__Tarefa__
No trecho fornecido abaixo, sobre a trajetória de Torquato, traduza para o inglês a frase "Foi o setor que mais cresceu e hoje emprega a maior parte dos alunos formados em jornalismo em São Paulo."

__Trecho fornecido__

A trajetória de Francisco Gaudêncio Torquato do Rêgo

Por Maria Teresa de Souza

Desde a criação da Escola de Comunicações e Artes da Universidade de São Paulo, em meados da década de 60 e num período em que o Brasil vivia sob uma ditadura militar, a produção jornalística passou por várias reviravoltas e, no âmbito da comunicação, o segmento organizacional deu um grande salto. Foi o setor que mais cresceu e hoje emprega a maior parte dos alunos formados em jornalismo em São Paulo.

A trajetória profissional e acadêmica do professor titular da USP, livre-docente e doutor em Comunicação Francisco Gaudêncio Torquato do Rêgo espelha bem a relevância adquirida pela comunicação empresarial - que, depois, ele passaria a chamar de comunicação organizacional, termo que abarca vários outros segmentos da sociedade civil, como sindicatos, ONG's, clubes, escolas etc.

O despontar da área de comunicação empresarial chamou minha atenção ao ler as atas dos primeiros anos de atividades da ECA-USP (então chamada Escola de Comunicações Culturais - ECC), de 1968 a 1972, para este texto sobre a obra do professor Torquato, parte de um trabalho para a disciplina Jornalismo Brasileiro, da pós-graduação da USP.

A primeira menção ao nome de Torquato se dá no registro de uma atividade de intercâmbio cultural com a Faculdade de Jornalismo Cásper Líbero, em São Paulo, em 1968. Já no ano seguinte, Torquato passa a professor instrutor do professor José Marques de Melo, então diretor do Departamento de Jornalismo da ECC, e ministra a disciplina Técnica de Jornal e Periódico I, subdividida em Teoria e Metodologia do Jornalismo e Jornalismo Informativo e Interpretativo. O curso era voltado para a elaboração pelos alunos de um jornal piloto quinzenal.

__Linhas de dados__
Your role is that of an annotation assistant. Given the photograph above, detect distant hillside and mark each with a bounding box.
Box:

__Resposta do exercício__
It was the sector that grew the most, and today it employs most of the journalism graduates in São Paulo.